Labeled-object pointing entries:
▼
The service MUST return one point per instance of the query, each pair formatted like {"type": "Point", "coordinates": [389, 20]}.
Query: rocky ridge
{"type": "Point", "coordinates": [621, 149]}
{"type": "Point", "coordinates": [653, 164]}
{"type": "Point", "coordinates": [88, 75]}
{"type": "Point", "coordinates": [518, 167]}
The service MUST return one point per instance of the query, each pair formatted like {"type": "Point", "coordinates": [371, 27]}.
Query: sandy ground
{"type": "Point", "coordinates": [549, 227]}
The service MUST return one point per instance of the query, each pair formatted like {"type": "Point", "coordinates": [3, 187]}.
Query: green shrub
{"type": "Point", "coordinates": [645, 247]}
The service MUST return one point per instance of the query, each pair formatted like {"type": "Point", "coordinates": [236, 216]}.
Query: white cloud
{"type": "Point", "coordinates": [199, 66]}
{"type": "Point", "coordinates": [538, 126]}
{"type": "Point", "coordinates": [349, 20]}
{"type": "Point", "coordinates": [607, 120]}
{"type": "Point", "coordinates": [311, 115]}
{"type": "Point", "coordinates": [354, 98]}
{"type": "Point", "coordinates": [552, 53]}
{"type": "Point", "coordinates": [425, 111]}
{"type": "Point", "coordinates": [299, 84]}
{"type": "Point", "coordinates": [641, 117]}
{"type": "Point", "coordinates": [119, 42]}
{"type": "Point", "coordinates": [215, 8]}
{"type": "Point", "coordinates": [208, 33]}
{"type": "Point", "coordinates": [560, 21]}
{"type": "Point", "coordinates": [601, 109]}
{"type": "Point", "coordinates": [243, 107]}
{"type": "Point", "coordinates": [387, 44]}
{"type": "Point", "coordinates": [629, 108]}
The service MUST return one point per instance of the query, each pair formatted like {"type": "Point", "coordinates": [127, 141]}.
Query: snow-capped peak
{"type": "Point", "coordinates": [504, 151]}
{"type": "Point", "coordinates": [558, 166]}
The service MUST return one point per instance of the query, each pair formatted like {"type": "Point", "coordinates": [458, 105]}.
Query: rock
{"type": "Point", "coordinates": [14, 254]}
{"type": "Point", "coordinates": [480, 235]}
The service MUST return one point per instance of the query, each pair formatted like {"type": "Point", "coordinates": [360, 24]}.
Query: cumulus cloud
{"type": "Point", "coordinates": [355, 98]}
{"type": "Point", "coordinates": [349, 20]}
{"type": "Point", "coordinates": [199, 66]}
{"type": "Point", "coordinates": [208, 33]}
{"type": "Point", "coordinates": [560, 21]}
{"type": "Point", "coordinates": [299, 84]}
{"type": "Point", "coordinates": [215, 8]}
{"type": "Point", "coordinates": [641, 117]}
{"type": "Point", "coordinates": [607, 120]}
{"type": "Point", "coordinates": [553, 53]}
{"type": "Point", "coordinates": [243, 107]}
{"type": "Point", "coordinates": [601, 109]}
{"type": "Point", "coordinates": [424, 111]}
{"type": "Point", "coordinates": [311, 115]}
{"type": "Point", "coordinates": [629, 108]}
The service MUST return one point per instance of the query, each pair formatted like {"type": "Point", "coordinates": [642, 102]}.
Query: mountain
▲
DIRECTIONS: Count the lines in the records above that contain the string "cloud", matching case exactly. Reply with the number only.

RESULT: 2